_Text_:
The whole time I was in Caracas, I was gawking: I’m in another country. I’m in another country. If you’re from Greenville, North Carolina, a vacation is a week at Emerald Isle on the Outer Banks. If you crossed a state line at all, it was a trip to Myrtle Beach, Virginia Beach, or somewhere in Florida; if you had a hankering for a major city, you could drive to Raleigh, Richmond, Norfolk, or DC. Despite the propensity for inertia I’d been born into, I’d somehow gotten a passport, bought a plane ticket, and flown to South America. And come back to… this. I didn’t feel particularly unsafe in the apartment, but I wondered yet again whether I needed to be living closer to a different station.

3.

Before I moved to Northern California, I bought guidebooks for insights. According to Time Out San Francisco, the Bay Area Rapid Transit system (BART) was the more heavily used of the region’s overlapping metro systems; San Francisco’s Muni Metro only served the city limits and was thus mainly used by local commuters. Knowing very little about the city despite having decided to move there, I resolved to find an apartment near one of the Muni lines if I could. The late-’90s dotcom boom meant fresh graduates were auditioning for house-shares. Six people to one bathroom in a remote corner of the City, that kind of thing. I ended up in the East Bay, not San Francisco, and despite the odds, I did manage to find a flat, a big studio apartment on the border of Oakland and Emeryville. Reasonable rent, too. MacArthur in Oakland became my home station: it was a ten-minute drive away, there was parking (either in the lot or on nearby streets), and since it was an interchange, several lines passed through. In my first year in the Bay Area, I dutifully drove over there and parked rather than facing the congested Bay Bridge. 

On one of these jaunts over to the City, I had errands to run in the Mission. BART’s network was basically a big X with one line running north-south along the suburban East Bay and another connecting San Francisco and its southern suburbs on the peninsula with distant eastern Contra Costa County. With MacArthur as a point of departure, it was a straight shot to 16th St/ Mission. Easy stroll south on Mission to the bookstore I meant to visit. And there I almost got gay-bashed for the first and so far only time in my adult life. I escaped the guy by ducking into a nearby furniture shop before he could attack me. I told the guy working there what had just happened. 

“Oh hell no,” he said, and picked up a chair and went outside to confront my assailant, who escaped down a side street.

I waited in the shop for almost an hour to improve the odds of not being murdered on the way back to the station. My hands were still shaking when I got back to my car in Oakland. I got home without incident, popped a codeine tab, and stayed on the sofa for the rest of the evening. 

About a month later, a neighbor accosted me on the sidewalk. I’d just parked. Had a bag or two of groceries plus my backpack. Didn’t feel like chatting, especially not with yet another stranger who looked angry about the fact that I existed. She demanded to know why I’d moved to this street, this building. Ever since the new owners had bought the place and begun fixing it up, all these new people had moved over from the City. Used to be, you could park on the street with no problem at all. Right outside of your own house. Now, with all these new people, the neighborhood was changing, and not for the better.

_Short task 1_:
In the essay, which BART station became the writer's home station?
_Short task 2_:
Summarize the essay in two sentences.
_Short task 3_:
Retype the part of the essay that begins at the words "On one of these" and stops after "a side street.".

_Raw records_:

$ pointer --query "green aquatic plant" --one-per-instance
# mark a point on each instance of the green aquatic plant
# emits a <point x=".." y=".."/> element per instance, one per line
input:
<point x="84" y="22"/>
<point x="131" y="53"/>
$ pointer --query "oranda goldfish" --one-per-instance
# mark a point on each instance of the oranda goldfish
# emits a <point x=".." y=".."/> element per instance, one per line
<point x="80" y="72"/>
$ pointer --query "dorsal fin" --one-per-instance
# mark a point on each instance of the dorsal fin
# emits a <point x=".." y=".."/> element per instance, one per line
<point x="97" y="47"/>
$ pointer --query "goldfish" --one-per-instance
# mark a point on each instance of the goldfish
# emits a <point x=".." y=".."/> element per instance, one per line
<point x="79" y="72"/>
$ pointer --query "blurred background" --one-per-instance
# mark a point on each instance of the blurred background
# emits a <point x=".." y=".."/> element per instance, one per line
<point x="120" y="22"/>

==

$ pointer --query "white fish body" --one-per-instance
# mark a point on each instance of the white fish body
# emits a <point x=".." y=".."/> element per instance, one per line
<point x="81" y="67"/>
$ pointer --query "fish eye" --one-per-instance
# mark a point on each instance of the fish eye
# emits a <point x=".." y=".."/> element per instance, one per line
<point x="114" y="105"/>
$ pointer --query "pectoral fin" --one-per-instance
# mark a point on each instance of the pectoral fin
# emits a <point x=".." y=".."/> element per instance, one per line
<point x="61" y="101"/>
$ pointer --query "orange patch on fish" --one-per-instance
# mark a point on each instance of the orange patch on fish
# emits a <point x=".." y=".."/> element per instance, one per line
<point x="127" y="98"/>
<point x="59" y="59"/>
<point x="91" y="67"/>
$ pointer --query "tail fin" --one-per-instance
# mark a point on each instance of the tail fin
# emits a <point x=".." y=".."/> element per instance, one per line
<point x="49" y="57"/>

_Problem solution 1_:
MacArthur in Oakland

_Problem solution 2_:
After moving to the Bay Area, the writer found a big studio apartment on the border of Oakland and Emeryville and drove to MacArthur station to ride BART into San Francisco. On one trip to the Mission, the writer nearly got gay-bashed and escaped by ducking into a furniture shop, and about a month later an angry neighbor complained that new people moving over from the City were changing the neighborhood for the worse.

_Problem solution 3_:
On one of these jaunts over to the City, I had errands to run in the Mission. BART’s network was basically a big X with one line running north-south along the suburban East Bay and another connecting San Francisco and its southern suburbs on the peninsula with distant eastern Contra Costa County. With MacArthur as a point of departure, it was a straight shot to 16th St/ Mission. Easy stroll south on Mission to the bookstore I meant to visit. And there I almost got gay-bashed for the first and so far only time in my adult life. I escaped the guy by ducking into a nearby furniture shop before he could attack me. I told the guy working there what had just happened. 

“Oh hell no,” he said, and picked up a chair and went outside to confront my assailant, who escaped down a side street.